### RECORD EXTRACTS
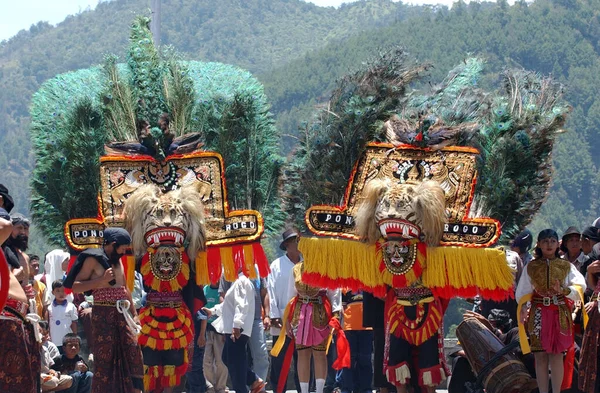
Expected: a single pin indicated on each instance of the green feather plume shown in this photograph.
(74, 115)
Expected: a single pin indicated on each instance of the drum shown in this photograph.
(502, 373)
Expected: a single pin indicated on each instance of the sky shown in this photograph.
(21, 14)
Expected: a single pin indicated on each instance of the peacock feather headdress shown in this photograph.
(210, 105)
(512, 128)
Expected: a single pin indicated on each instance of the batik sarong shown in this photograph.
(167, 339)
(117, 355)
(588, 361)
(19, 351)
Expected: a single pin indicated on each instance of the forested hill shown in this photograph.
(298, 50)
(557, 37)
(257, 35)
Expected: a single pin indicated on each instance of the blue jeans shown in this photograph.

---

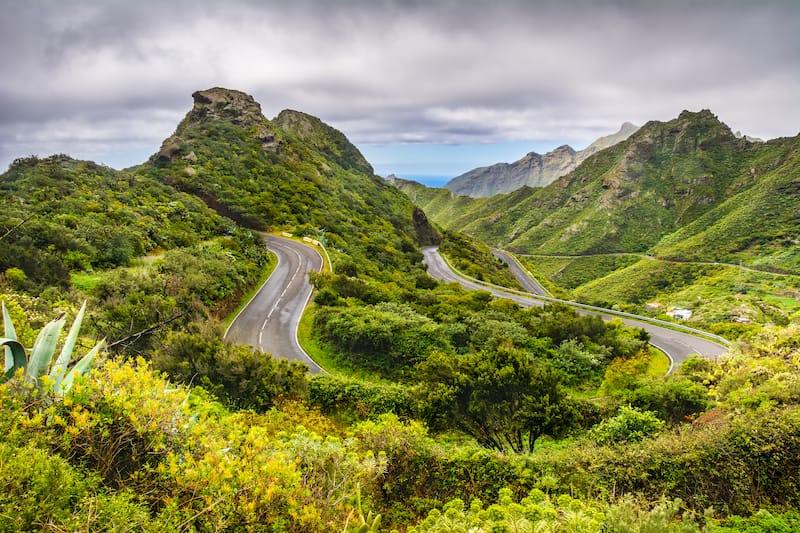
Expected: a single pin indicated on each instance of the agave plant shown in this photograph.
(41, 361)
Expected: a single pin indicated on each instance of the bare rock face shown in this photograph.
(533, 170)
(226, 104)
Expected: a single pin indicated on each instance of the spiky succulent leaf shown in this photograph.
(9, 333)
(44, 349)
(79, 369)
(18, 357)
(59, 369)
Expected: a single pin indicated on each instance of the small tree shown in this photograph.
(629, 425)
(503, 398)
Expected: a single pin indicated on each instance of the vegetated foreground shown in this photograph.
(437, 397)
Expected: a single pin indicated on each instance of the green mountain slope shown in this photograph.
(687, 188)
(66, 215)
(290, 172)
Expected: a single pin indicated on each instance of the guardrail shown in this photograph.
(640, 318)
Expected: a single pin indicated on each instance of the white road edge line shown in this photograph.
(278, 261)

### YOUR GOAL
List every line of the records that contains the word "green". Case counts.

### EXERCISE SOLUTION
Expected: a single pin indicated on each instance of the green feather plume shown in this photograph.
Expected: a single pin indicated on each instance of the green mountain slope shown in this photograph.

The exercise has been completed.